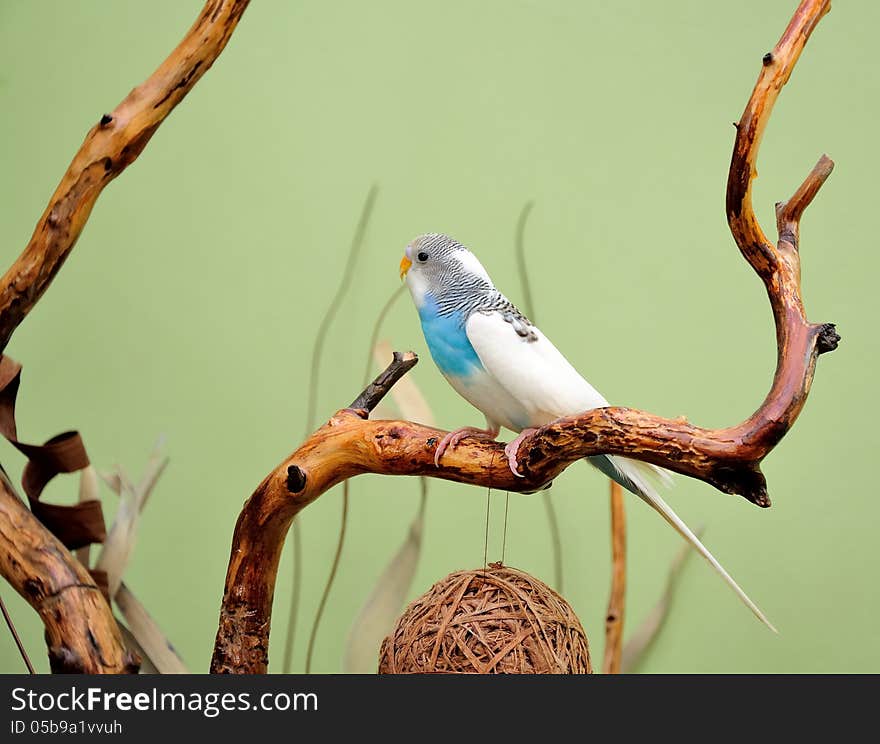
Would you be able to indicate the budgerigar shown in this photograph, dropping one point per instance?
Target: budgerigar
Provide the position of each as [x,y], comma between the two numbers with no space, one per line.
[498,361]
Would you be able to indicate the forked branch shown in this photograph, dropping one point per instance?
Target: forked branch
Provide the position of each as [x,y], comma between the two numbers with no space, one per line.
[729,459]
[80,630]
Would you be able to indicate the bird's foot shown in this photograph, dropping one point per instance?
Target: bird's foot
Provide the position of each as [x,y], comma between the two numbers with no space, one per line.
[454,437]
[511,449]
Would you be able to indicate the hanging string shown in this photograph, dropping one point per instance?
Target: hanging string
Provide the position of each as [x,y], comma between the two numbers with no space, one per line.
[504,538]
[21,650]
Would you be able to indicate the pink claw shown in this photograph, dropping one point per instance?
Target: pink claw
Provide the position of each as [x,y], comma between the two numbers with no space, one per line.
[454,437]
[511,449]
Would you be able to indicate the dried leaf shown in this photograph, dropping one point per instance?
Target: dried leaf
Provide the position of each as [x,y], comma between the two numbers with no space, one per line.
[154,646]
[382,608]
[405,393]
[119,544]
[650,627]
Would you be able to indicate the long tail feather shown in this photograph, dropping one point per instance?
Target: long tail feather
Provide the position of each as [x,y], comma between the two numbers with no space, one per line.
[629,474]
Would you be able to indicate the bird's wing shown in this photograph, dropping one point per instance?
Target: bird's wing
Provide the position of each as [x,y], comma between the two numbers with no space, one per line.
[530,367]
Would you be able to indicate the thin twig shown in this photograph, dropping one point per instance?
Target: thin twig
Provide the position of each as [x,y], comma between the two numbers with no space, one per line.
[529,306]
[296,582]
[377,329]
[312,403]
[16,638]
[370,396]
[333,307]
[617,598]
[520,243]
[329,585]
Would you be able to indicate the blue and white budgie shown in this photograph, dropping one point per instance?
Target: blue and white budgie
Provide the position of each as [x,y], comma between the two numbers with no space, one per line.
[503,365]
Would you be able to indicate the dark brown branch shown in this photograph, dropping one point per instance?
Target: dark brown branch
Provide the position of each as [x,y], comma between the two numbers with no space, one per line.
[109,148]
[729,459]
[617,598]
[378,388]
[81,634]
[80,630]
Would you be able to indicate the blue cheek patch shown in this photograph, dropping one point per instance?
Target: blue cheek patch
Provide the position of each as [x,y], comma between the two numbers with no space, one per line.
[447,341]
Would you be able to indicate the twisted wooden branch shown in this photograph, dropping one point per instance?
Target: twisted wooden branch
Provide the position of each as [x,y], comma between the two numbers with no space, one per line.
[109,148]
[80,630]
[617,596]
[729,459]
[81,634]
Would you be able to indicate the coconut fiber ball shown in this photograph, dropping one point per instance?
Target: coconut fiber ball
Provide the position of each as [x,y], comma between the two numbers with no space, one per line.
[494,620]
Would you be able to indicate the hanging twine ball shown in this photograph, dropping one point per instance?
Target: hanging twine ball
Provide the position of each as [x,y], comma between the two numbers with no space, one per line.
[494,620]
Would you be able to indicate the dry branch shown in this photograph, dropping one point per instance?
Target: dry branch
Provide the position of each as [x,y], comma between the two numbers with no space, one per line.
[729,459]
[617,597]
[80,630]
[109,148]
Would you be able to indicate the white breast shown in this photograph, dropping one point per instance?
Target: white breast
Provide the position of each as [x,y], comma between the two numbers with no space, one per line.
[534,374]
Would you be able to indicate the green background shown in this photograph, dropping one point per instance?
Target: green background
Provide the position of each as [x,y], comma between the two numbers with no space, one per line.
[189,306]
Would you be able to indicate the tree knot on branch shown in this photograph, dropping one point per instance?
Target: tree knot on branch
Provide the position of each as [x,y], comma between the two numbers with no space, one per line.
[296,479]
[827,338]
◆ ◆ ◆ ◆ ◆ ◆ ◆
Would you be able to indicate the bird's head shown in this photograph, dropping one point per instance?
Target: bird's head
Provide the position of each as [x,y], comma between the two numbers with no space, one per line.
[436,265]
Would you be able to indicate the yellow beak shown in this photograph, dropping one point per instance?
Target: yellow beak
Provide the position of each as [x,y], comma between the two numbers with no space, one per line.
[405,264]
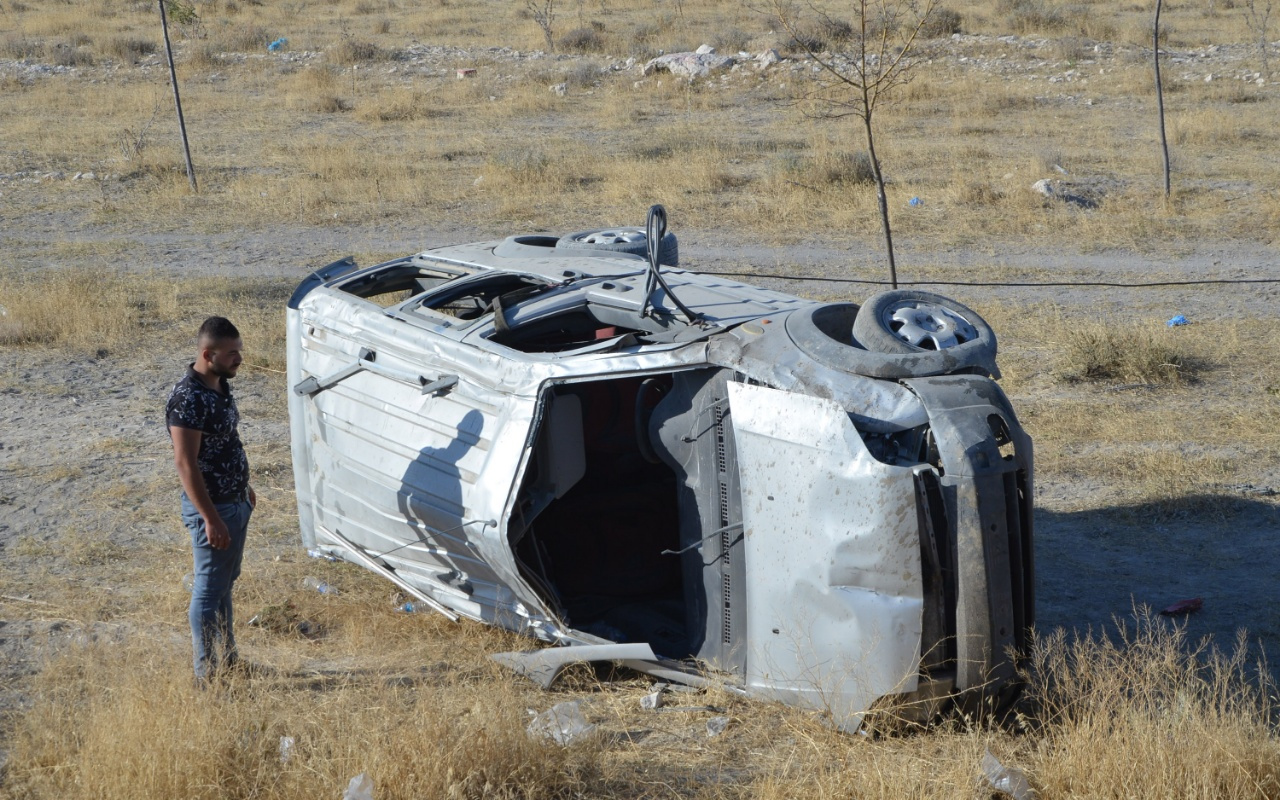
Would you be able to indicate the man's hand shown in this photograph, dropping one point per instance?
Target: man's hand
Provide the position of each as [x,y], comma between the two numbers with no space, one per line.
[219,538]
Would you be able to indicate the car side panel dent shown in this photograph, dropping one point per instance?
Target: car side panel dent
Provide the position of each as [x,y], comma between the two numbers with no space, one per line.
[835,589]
◆ ◆ ◆ ◆ ◆ ◆ ◆
Set problem:
Report every line above that contains the string "wing", copying each such line in full.

Exercise response:
Would you be able to indicate the bird's wing shown in this photograph, dropping one point per instance?
Target: bird's wing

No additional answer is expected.